Goal
Copy word for word the lines from the one containing "Indicate every instance of the white" through the last line of the records, omitting the pictures.

[Records from a data source]

.....

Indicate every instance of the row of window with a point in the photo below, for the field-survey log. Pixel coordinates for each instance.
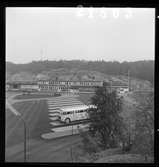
(52, 87)
(74, 83)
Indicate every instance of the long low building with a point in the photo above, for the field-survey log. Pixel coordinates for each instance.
(58, 86)
(53, 85)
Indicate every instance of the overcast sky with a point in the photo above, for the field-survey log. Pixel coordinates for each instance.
(60, 33)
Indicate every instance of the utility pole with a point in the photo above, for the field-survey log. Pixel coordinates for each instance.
(71, 147)
(129, 84)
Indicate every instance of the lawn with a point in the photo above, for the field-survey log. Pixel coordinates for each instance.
(35, 114)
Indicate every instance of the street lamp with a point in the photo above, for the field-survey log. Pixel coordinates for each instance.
(24, 123)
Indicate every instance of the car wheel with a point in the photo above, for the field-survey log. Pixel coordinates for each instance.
(67, 120)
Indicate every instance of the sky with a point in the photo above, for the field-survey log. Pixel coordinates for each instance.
(110, 34)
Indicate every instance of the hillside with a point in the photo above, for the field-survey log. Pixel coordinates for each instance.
(140, 69)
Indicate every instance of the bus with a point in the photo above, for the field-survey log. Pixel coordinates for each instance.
(74, 113)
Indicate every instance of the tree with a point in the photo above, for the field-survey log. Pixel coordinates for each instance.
(106, 122)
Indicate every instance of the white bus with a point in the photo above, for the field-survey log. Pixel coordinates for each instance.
(73, 113)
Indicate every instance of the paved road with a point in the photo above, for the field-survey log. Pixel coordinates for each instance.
(39, 150)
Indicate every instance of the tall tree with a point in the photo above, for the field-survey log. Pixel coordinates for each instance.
(106, 122)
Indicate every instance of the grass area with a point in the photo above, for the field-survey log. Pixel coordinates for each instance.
(85, 97)
(32, 96)
(35, 114)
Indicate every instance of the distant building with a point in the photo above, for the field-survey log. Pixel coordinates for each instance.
(69, 86)
(22, 85)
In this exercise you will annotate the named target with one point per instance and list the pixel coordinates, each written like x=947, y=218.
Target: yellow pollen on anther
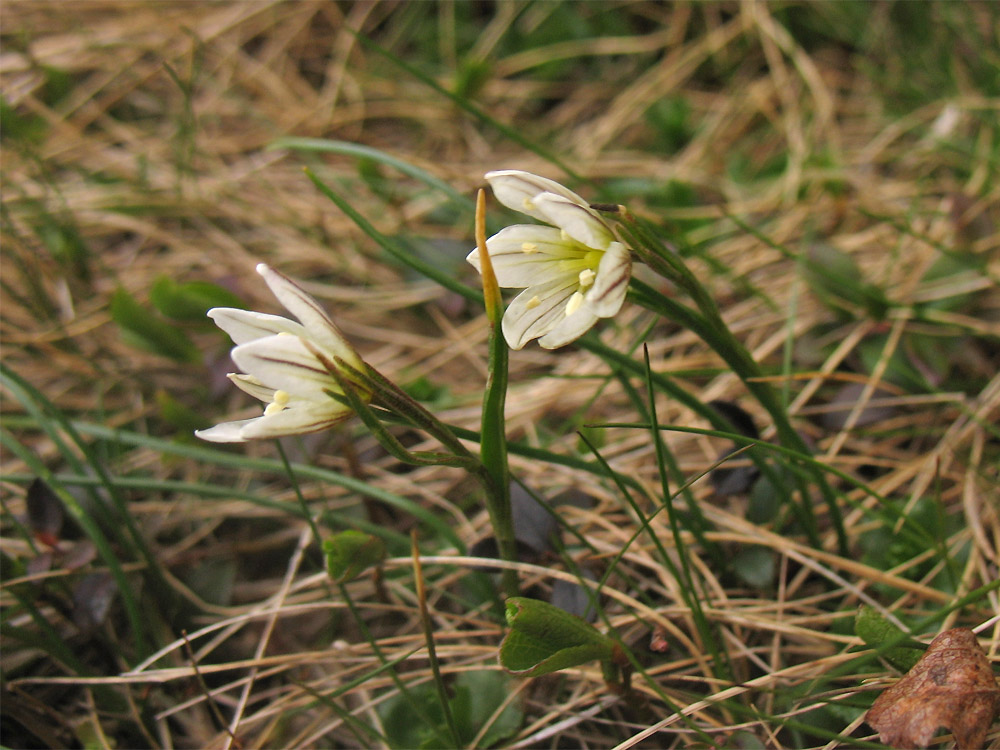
x=574, y=303
x=281, y=399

.....

Exercise solution
Indicate every instance of the white bus with a point in the photo above, for the field-survey log. Pixel coordinates for each instance.
(73, 113)
Indicate every instance of the paved road with a point in the photo above, for the field-survey log. Pixel coordinates for each instance.
(39, 150)
Indicate every instance of the tall tree with a point in the photo above, for the field-survey log. Pixel coordinates for each instance.
(106, 122)
Indicate every instance of the grass area with a point in the photo above, for the field-survey log. Pixel coordinates for each instance.
(85, 97)
(32, 96)
(35, 114)
Indicate every instance of the distant building with a point in the photo above, for the field-survey log. Pixel coordinates for each instance.
(69, 86)
(22, 85)
In this exercise you will annotate the named target with one point per instance and list the pixel coordinates, each written like x=947, y=218.
Target: yellow pollen on anther
x=574, y=303
x=281, y=399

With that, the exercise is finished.